(Excerpts from a dataset)
╭──

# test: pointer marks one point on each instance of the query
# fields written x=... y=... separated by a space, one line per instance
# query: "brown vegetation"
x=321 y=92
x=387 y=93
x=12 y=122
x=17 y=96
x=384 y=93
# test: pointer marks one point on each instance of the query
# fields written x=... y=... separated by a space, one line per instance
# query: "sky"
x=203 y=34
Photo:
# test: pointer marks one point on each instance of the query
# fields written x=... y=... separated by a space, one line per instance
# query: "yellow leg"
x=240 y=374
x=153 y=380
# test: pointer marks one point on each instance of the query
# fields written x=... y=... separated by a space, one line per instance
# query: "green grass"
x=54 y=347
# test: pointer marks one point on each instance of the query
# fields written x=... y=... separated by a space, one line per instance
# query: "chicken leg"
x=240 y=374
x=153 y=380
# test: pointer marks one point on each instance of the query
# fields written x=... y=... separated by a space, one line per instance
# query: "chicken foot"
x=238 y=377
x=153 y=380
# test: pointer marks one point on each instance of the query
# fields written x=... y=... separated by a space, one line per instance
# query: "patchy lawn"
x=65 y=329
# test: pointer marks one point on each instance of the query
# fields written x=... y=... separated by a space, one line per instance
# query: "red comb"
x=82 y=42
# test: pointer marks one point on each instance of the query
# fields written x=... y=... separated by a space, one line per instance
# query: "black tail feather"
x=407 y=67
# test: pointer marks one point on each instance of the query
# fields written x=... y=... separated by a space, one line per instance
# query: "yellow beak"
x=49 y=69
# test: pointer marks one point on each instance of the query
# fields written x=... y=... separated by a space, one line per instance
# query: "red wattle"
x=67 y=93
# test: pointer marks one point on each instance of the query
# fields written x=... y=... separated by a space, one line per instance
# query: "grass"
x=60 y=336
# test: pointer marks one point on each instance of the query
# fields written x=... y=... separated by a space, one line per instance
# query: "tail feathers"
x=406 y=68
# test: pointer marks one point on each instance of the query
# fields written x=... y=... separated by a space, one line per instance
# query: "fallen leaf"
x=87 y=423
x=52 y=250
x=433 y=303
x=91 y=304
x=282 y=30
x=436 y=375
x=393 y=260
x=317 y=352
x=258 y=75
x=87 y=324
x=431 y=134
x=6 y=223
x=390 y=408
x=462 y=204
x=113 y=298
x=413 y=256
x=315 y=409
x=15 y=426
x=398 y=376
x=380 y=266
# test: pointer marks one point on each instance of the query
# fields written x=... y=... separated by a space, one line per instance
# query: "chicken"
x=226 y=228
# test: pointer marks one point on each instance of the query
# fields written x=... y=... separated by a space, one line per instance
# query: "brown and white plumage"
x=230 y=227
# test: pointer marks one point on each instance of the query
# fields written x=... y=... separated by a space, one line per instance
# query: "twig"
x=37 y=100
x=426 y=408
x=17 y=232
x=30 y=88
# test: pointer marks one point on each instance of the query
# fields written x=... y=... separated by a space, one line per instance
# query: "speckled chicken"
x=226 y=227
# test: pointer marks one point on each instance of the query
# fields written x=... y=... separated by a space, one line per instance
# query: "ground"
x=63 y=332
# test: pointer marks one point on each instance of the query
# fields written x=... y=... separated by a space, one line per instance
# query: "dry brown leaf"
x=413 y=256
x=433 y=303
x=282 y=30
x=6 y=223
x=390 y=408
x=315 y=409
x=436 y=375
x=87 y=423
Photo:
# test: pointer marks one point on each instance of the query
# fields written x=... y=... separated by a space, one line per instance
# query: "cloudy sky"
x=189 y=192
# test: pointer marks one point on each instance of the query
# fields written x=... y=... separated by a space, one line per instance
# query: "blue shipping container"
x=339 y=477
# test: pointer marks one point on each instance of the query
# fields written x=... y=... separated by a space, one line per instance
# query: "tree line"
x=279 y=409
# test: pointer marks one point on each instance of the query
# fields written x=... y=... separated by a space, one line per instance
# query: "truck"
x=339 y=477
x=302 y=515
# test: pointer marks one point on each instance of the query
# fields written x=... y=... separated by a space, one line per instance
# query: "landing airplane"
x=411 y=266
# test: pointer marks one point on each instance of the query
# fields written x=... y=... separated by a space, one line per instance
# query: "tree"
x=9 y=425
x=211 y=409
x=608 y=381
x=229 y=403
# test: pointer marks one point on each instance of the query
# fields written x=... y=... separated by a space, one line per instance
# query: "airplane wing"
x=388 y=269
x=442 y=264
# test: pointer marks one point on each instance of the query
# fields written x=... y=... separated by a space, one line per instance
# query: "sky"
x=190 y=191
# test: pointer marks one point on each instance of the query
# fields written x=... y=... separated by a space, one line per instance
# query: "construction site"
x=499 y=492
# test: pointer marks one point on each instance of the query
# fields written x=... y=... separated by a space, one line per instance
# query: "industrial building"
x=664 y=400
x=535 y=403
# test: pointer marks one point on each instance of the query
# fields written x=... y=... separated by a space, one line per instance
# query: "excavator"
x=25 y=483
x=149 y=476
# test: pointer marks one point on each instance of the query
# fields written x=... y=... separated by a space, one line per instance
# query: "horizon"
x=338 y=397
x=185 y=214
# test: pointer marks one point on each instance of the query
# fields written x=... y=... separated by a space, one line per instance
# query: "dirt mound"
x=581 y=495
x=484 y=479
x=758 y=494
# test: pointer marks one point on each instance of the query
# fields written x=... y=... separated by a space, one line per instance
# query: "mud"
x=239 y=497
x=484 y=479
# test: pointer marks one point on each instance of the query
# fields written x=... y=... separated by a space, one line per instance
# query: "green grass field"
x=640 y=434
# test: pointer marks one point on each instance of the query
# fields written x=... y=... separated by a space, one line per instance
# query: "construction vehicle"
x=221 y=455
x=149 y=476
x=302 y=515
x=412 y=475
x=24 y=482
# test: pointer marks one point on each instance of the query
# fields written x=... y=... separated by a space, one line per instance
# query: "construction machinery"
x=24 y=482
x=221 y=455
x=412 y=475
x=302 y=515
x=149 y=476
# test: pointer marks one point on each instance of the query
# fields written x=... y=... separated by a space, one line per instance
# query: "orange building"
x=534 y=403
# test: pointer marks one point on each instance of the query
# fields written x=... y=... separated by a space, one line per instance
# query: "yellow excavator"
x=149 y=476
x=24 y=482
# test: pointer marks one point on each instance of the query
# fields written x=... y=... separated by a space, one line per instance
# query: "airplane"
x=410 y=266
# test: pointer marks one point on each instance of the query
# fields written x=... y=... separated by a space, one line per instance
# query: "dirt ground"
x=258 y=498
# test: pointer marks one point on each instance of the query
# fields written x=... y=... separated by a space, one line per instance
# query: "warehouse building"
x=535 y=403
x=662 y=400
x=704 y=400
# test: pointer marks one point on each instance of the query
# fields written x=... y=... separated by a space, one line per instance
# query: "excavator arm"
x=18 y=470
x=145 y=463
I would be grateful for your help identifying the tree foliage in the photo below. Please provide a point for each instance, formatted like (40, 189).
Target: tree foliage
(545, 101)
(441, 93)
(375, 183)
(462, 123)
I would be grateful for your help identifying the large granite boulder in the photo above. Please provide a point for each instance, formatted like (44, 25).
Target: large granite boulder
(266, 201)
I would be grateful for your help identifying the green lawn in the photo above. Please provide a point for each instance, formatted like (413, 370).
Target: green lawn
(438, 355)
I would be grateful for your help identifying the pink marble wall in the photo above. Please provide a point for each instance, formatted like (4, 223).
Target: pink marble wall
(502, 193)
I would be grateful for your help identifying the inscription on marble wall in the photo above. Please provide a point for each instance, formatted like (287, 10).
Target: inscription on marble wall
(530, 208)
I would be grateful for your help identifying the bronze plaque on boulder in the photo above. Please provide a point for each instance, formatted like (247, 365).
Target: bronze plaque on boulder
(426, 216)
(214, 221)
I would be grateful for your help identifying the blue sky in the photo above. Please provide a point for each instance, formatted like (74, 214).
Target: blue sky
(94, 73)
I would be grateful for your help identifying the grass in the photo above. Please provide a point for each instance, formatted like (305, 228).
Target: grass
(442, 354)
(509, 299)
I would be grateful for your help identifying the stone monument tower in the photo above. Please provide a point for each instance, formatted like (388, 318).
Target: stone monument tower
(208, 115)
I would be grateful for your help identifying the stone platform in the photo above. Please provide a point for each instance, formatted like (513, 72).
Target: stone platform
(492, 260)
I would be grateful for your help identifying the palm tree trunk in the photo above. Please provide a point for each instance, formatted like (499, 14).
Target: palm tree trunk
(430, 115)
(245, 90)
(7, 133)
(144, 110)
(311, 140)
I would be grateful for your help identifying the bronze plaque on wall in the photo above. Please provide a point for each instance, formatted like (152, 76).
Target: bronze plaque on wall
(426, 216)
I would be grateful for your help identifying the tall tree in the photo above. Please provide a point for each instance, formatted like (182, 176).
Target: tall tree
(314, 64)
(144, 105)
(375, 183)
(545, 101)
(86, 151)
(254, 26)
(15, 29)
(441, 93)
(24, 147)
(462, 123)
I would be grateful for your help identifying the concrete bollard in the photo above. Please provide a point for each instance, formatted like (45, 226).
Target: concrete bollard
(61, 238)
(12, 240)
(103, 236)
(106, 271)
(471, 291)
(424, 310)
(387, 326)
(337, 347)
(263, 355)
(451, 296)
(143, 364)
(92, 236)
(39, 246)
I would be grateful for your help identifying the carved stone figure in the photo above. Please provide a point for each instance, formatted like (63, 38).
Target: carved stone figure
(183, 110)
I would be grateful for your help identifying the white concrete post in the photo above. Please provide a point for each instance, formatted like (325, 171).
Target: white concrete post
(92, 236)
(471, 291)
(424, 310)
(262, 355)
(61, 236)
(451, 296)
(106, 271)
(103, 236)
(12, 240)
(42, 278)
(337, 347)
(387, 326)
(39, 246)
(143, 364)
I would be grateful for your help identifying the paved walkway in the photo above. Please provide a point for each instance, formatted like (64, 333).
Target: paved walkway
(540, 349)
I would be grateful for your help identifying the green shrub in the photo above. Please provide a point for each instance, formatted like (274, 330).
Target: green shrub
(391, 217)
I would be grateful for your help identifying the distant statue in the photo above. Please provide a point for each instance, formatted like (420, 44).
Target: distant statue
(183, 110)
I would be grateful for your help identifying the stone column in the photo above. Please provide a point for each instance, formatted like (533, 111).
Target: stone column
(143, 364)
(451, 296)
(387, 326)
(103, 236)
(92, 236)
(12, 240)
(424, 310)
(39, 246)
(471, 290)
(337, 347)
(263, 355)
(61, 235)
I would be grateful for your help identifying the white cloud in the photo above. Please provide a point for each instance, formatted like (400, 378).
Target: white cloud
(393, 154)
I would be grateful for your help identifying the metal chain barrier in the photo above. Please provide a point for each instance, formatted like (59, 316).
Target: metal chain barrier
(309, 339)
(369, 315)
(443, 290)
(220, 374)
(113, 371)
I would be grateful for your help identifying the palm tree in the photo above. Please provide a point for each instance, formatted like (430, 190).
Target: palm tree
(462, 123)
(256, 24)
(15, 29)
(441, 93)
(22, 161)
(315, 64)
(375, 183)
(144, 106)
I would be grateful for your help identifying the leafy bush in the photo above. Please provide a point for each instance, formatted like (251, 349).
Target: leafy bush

╰──

## Activity:
Return each line of the entries that holds the string "bush".

## Response:
I would be grateful for your help identifying the leafy bush in the photo above. Please provide a point for each instance, formatted like (251, 349).
Target: leafy bush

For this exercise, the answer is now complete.